::: Provided data :::
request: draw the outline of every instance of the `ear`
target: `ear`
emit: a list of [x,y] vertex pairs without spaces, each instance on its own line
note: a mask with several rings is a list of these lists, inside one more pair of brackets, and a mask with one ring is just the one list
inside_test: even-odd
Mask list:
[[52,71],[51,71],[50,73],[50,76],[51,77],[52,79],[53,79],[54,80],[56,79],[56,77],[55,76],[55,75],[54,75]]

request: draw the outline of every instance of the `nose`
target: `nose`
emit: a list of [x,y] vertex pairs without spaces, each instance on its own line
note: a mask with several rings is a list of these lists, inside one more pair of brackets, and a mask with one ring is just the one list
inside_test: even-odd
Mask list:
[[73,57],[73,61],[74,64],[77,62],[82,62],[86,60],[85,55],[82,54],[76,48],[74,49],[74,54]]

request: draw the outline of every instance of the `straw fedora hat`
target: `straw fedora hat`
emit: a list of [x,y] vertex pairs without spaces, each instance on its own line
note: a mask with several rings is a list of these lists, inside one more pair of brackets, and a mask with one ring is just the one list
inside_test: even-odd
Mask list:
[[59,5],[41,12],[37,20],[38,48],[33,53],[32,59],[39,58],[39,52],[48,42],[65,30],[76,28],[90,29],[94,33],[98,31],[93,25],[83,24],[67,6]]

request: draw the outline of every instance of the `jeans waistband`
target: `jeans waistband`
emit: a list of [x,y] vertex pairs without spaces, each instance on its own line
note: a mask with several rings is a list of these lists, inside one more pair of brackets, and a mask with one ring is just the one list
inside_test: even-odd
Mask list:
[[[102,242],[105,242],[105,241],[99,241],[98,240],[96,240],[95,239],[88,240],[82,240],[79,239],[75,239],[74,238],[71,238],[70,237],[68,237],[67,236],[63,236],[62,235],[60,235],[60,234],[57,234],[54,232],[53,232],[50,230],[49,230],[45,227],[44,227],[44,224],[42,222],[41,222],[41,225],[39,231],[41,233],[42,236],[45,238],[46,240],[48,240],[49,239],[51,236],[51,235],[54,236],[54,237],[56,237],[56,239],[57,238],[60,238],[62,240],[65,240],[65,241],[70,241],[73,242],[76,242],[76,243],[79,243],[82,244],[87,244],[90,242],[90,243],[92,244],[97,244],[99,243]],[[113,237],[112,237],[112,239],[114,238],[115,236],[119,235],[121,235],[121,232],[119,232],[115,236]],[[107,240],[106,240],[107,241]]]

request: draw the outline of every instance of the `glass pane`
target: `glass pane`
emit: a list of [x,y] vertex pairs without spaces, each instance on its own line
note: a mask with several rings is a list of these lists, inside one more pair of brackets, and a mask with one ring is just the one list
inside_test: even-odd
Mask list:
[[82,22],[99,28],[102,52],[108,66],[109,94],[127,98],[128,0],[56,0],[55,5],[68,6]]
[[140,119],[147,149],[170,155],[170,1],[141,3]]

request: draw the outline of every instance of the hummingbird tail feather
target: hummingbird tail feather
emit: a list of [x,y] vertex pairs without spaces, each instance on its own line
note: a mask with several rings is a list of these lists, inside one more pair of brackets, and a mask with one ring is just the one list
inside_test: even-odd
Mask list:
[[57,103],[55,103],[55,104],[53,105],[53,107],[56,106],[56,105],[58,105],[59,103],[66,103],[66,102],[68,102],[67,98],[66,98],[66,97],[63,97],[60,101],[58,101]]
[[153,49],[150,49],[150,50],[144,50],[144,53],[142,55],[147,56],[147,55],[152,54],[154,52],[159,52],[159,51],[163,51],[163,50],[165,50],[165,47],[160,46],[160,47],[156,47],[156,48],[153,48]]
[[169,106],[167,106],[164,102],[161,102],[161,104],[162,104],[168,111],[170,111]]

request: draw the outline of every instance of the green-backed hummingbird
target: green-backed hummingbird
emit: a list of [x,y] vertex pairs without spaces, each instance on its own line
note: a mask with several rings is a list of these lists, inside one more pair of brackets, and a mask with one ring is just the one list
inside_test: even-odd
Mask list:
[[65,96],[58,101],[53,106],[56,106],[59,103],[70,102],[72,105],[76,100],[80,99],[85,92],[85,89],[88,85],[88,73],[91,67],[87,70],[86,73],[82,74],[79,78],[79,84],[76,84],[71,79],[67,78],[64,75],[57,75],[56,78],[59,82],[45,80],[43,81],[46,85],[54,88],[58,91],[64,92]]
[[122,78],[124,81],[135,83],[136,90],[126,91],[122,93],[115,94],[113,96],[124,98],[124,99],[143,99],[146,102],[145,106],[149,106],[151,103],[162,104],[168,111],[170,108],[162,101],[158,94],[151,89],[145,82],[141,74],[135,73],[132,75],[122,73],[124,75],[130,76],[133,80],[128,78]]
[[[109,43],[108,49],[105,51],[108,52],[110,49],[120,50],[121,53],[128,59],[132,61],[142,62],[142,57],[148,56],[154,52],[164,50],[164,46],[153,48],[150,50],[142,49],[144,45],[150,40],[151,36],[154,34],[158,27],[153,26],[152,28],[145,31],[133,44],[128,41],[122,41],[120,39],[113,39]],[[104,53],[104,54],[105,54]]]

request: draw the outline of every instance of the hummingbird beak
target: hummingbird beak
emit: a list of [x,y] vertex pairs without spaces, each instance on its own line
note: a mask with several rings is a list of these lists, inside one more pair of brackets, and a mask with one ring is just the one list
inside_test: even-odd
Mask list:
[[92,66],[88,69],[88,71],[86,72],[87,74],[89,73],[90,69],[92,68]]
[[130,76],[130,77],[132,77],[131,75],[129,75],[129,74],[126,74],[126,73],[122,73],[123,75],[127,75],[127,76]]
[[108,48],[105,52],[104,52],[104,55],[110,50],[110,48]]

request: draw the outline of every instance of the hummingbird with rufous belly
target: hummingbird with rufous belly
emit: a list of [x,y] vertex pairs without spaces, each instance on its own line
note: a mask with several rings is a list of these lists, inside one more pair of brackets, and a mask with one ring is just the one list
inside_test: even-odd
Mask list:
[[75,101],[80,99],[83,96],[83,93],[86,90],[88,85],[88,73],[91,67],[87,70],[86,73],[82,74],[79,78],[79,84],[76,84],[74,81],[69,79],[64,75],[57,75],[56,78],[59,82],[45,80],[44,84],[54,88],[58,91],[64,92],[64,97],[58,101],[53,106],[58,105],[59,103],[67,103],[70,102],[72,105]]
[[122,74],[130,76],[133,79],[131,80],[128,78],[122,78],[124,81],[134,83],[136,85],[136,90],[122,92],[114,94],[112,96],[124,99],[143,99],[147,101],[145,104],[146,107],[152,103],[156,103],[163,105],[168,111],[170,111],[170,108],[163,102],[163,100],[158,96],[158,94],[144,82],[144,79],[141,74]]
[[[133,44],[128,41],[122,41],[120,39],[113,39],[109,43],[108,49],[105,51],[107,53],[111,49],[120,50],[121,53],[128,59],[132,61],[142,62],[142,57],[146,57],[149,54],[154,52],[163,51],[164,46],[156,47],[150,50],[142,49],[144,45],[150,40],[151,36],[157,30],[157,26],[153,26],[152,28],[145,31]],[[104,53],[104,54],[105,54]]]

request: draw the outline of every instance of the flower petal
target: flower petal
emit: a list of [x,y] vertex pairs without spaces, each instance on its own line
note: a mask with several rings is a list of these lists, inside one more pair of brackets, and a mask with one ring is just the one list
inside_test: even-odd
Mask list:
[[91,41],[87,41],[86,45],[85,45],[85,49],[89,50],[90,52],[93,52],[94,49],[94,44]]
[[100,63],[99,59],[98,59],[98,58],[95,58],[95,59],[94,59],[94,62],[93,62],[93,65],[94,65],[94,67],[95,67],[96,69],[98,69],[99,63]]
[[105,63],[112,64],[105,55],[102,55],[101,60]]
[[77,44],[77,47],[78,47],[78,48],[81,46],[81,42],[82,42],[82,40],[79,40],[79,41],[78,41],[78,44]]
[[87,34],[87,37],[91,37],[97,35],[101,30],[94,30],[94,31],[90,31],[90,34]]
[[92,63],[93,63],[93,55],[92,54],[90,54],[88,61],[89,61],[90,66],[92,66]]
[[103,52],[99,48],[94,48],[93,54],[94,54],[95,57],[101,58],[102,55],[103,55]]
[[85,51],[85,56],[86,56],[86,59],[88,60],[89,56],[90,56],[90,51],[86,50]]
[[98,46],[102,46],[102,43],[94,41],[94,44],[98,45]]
:::
__Exercise directions__:
Exactly reproduce the lines that run from the line with "request: draw the outline of every instance of the flower" through the last line of the records, inclusive.

__Worked solution__:
request: draw the outline of every instance of the flower petal
target: flower petal
emit: a list of [x,y] vertex pairs without spaces, each instance on its own line
note: a mask with several rings is a list of these lists, inside one more pair of brackets, and a mask with one ring is just the one list
inside_test: even-odd
Mask list:
[[91,41],[87,41],[86,45],[85,45],[85,49],[89,50],[90,52],[93,52],[94,49],[94,44]]
[[100,63],[99,59],[98,59],[98,58],[95,58],[95,59],[94,59],[94,62],[93,62],[93,65],[94,65],[94,67],[95,67],[96,69],[98,69],[99,63]]
[[105,63],[112,64],[105,55],[102,55],[101,60]]
[[77,44],[77,47],[78,47],[78,48],[81,46],[81,42],[82,42],[82,40],[79,40],[79,41],[78,41],[78,44]]
[[87,34],[87,37],[91,37],[97,35],[101,30],[94,30],[94,31],[90,31],[90,34]]
[[92,63],[93,63],[93,55],[92,54],[90,54],[88,61],[89,61],[90,66],[92,66]]
[[103,52],[99,48],[94,48],[93,54],[94,54],[95,57],[101,58],[102,55],[103,55]]
[[85,51],[85,56],[86,56],[86,59],[88,60],[89,56],[90,56],[90,51],[86,50]]
[[98,46],[102,46],[102,43],[94,41],[94,44],[98,45]]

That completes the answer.